Es gibt einen Witz, der häufig über die türkische Linke gemacht wird:

„Wenn zwei Leute zusammenkommen, hat man am Ende drei Fraktionen.“

An diesem Spruch ist etwas wahres – auch wenn er übertrieben ist. Jahrelang behinderten Spaltereien das Wachstum der Opposition. Für die rechten Regierungen war dies ein gewaltiger Vorteil. Doch seit den Wahlen in Istanbul ist es nun anders: Erstmals konnte die Opposition ihre Streitereien überwinden und sich unter dem Schirm der Demokratie treffen. Es bildete sich eine Allianz, die von den Sozialdemokraten bis hin zu den muslimischen Demokraten, von den Nationalisten bis hin zu den Kurden alle Menschen umfasste, die Erdoğan den Titel des „Unbesiegbaren“ aus der Hand nehmen wollten. Sie waren erfolgreich und gewannen Istanbul. Diese schwere Niederlage für die AKP wurde zur Hoffnung für die Bevölkerung.

Nun gibt es Bestrebungen, diese Allianz zu erweitern und in etwas Beständiges zu verwandeln. Es gilt „den Geist von Istanbul“ zu bewahren.

Am Samstag und Sonntag trafen sich in Berlin nun viele Menschen aus der türkischen Opposition zur Konferenz „Bestreben für einen neuen Gesellschaftsvertrag“. Die Solidarität, mit der die Wahlen in Istanbul gewonnen wurden, sollte in etwas starkes überführt werden. Viele Menschen und Organisationen hatten wir lange nicht gesehen, mit einem anderen Teil trennten uns unterschiedliche politische Wege. Nun waren wir gemeinsam in einem Saal.

★ ★ ★ ★ ★

> ZIEL 1:
Gib den Auszug über die türkische Opposition wörtlich wieder, und zwar alles von „Am Samstag und“ bis hinunter zu „in einem Saal.“.
> ZIEL 2:
Beantworte anhand des Auszugs über die türkische Opposition:
(a) Welche Stadt gewann die Allianz der Opposition?
(b) In welcher Stadt fand die Konferenz am Samstag und Sonntag statt?
(c) Welchen Titel trug diese Konferenz?
Die Zeilen stehen in keinem Zusammenhang mit dem Auszug.

> ROHDATEN:

★ ★ ★ ★ ★

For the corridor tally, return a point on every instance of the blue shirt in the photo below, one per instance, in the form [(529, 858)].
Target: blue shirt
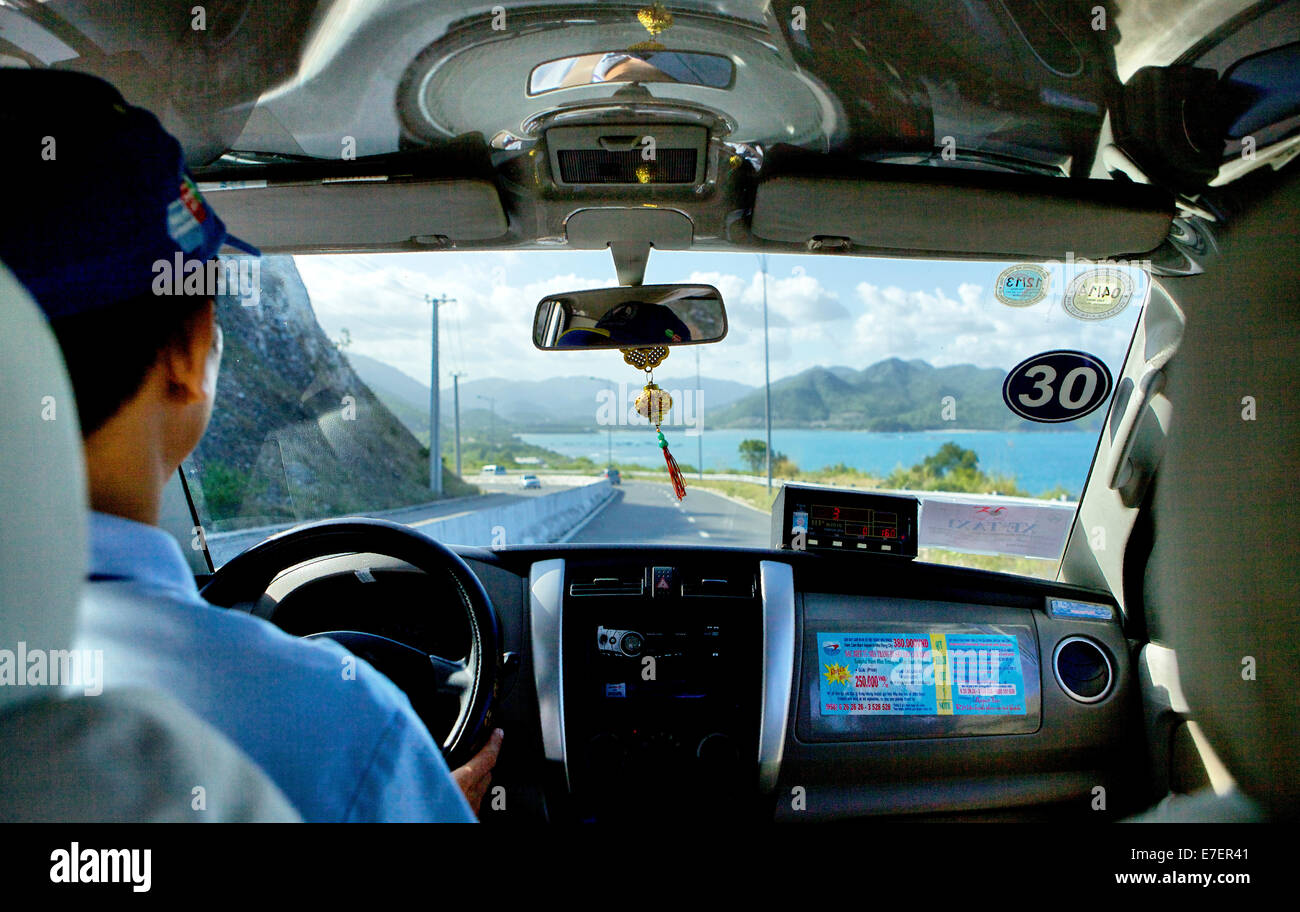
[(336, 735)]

★ ★ ★ ★ ★

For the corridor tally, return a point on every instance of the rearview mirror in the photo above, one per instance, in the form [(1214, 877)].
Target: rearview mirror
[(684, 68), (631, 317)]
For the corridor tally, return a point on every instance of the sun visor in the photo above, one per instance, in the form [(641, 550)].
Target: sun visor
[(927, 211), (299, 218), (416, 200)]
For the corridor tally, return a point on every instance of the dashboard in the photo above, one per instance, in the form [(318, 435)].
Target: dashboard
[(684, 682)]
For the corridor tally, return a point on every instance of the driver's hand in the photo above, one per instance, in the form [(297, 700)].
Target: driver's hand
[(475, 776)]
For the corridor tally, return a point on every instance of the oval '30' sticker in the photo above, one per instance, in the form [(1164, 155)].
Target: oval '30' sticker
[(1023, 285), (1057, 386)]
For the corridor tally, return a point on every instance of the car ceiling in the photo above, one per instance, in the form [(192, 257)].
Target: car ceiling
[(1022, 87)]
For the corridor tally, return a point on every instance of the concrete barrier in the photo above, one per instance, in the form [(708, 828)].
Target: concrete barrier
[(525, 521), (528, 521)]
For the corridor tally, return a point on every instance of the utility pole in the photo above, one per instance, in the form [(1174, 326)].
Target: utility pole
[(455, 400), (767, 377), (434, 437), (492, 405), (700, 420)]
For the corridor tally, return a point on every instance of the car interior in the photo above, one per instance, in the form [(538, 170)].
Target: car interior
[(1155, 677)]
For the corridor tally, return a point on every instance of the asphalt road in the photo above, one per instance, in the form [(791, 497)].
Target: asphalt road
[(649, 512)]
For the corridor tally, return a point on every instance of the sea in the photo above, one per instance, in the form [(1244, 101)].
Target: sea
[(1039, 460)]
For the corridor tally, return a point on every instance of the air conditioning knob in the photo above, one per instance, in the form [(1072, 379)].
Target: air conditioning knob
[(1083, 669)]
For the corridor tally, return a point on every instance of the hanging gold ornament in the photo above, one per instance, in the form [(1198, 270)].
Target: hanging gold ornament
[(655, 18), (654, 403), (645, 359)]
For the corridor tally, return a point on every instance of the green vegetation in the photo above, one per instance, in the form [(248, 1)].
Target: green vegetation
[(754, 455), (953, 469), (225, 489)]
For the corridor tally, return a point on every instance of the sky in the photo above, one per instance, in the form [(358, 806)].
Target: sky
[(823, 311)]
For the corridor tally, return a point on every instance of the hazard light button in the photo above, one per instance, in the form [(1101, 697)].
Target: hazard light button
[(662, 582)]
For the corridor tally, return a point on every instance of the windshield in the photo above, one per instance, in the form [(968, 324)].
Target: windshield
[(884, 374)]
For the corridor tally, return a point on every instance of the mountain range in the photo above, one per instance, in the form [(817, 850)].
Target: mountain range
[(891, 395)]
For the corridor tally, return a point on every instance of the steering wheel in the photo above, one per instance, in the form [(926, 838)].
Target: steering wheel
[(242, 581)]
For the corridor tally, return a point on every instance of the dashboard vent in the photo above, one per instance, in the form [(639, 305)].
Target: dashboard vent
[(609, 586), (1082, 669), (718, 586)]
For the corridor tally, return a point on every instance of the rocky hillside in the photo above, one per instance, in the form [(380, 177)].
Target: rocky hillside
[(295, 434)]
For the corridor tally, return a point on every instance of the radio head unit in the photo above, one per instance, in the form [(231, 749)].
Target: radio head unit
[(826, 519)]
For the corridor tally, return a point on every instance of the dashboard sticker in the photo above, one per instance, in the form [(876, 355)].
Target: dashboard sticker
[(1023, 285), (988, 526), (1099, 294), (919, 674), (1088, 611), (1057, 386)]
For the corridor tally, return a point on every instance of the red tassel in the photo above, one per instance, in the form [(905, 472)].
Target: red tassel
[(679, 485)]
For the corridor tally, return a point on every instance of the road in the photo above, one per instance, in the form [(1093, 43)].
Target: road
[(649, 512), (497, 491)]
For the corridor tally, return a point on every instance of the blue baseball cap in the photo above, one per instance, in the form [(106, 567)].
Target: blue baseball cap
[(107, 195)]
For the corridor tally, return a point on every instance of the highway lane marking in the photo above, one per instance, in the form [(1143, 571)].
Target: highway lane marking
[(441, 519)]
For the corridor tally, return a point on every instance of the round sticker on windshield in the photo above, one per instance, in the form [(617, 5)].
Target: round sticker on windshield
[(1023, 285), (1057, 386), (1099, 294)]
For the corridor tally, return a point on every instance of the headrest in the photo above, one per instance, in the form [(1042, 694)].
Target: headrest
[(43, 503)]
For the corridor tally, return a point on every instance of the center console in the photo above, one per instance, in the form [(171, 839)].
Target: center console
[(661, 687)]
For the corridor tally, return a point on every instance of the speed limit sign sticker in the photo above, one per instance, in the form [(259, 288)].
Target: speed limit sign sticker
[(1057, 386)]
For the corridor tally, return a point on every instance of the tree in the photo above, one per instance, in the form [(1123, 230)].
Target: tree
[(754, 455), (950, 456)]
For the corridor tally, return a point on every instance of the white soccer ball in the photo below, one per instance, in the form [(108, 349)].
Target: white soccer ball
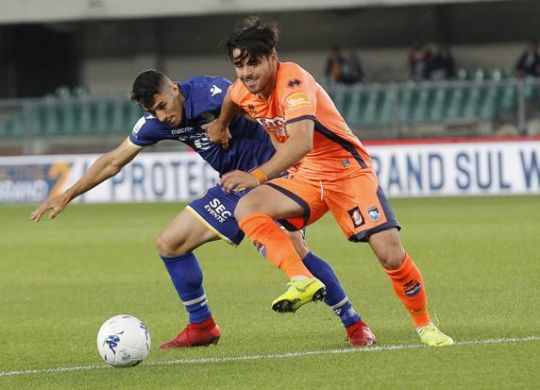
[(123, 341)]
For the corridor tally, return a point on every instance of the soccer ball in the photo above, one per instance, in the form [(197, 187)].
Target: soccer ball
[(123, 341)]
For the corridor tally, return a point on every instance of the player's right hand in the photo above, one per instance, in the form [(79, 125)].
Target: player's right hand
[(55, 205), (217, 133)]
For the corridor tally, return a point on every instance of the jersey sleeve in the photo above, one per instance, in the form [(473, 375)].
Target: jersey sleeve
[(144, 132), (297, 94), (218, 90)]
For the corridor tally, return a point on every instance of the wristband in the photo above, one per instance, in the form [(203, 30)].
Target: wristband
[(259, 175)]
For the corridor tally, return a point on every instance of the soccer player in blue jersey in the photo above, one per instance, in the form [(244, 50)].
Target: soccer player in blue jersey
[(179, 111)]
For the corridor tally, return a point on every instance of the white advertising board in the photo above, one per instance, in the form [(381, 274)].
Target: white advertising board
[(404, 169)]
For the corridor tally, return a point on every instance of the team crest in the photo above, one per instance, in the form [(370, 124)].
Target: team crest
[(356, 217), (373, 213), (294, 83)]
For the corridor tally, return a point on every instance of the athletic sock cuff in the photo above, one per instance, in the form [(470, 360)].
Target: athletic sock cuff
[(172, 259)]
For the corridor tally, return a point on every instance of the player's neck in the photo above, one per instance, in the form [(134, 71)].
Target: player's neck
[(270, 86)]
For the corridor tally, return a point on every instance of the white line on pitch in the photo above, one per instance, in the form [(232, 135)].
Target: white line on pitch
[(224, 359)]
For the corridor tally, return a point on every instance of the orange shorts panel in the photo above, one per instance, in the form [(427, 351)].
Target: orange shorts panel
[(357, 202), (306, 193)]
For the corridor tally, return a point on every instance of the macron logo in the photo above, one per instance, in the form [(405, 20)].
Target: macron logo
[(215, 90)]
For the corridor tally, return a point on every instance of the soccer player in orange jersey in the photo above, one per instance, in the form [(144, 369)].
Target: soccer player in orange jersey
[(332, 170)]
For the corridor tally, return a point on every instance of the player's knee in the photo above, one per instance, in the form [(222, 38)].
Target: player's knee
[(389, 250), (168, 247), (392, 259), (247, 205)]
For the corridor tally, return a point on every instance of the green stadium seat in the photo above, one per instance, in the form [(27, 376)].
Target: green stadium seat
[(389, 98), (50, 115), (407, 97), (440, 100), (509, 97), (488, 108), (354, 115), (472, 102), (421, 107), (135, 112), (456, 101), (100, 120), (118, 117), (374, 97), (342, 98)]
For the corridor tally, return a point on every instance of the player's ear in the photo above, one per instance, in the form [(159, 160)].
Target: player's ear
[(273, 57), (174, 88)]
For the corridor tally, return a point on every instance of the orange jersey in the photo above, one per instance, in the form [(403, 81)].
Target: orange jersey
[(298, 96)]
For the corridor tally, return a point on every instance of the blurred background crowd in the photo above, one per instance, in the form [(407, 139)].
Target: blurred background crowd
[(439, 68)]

★ ★ ★ ★ ★

> VOLLSTÄNDIGE LÖSUNG 1:
Am Samstag und Sonntag trafen sich in Berlin nun viele Menschen aus der türkischen Opposition zur Konferenz „Bestreben für einen neuen Gesellschaftsvertrag“. Die Solidarität, mit der die Wahlen in Istanbul gewonnen wurden, sollte in etwas starkes überführt werden. Viele Menschen und Organisationen hatten wir lange nicht gesehen, mit einem anderen Teil trennten uns unterschiedliche politische Wege. Nun waren wir gemeinsam in einem Saal.

> VOLLSTÄNDIGE LÖSUNG 2:
(a) Istanbul
(b) Berlin
(c) „Bestreben für einen neuen Gesellschaftsvertrag“